## Your task
Arrange all of the records below as a numbered list, leaving out any blank lines.

Coordinate annotation entries:
•••

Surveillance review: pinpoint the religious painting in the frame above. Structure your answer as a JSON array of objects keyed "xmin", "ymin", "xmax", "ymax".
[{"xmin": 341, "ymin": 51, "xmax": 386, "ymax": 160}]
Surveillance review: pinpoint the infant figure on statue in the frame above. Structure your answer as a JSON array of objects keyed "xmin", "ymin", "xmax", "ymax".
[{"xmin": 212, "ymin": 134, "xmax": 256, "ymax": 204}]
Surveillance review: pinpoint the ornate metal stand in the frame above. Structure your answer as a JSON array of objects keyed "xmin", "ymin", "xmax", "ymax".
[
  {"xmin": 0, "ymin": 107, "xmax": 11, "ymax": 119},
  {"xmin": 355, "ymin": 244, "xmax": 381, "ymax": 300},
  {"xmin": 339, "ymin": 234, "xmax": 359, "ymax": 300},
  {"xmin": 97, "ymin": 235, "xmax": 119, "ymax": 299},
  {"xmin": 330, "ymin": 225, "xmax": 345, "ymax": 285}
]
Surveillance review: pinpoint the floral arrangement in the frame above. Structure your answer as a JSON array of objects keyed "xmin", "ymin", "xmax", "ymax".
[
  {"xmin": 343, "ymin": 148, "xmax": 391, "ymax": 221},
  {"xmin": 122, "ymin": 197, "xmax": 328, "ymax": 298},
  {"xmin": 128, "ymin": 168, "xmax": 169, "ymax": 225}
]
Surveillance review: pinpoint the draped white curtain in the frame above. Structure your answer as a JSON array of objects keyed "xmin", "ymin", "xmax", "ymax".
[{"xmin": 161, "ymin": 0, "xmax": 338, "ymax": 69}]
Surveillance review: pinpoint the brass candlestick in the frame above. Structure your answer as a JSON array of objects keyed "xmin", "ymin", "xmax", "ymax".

•••

## Answer
1. Surveillance review: pinpoint the religious painting in the frame above. Structure your answer as a JSON array of objects keyed "xmin", "ymin", "xmax", "ymax".
2. [{"xmin": 341, "ymin": 51, "xmax": 386, "ymax": 160}]
3. Surveillance review: pinpoint the infant figure on statue in the frame above. Structure your answer as a JSON array of objects keyed "xmin", "ymin", "xmax", "ymax".
4. [{"xmin": 212, "ymin": 134, "xmax": 256, "ymax": 204}]
5. Surveillance review: pinpoint the ornate metal stand in the frame above. Structure your answer as a JSON array of objects keyed "xmin", "ymin", "xmax", "ymax".
6. [
7.   {"xmin": 0, "ymin": 107, "xmax": 11, "ymax": 119},
8.   {"xmin": 355, "ymin": 244, "xmax": 381, "ymax": 300},
9.   {"xmin": 339, "ymin": 234, "xmax": 359, "ymax": 300},
10.   {"xmin": 97, "ymin": 235, "xmax": 119, "ymax": 299},
11.   {"xmin": 330, "ymin": 225, "xmax": 345, "ymax": 285}
12. ]
13. Surveillance review: pinpoint the floral arrangement in the frame above. Structure your answer as a JSON array of objects keyed "xmin", "ymin", "xmax", "ymax".
14. [
15.   {"xmin": 343, "ymin": 148, "xmax": 391, "ymax": 221},
16.   {"xmin": 122, "ymin": 197, "xmax": 328, "ymax": 298},
17.   {"xmin": 128, "ymin": 168, "xmax": 169, "ymax": 225}
18. ]
19. Surveillance review: pinpoint the draped white curtain in the frame above. Structure your answer as a JSON array of objects keyed "xmin", "ymin", "xmax", "ymax".
20. [{"xmin": 161, "ymin": 0, "xmax": 338, "ymax": 69}]
21. Surveillance review: pinpoint the brass candlestick in the frame above. Structure your answer as a JSON array of objects keyed "xmin", "ymin", "xmax", "ymax".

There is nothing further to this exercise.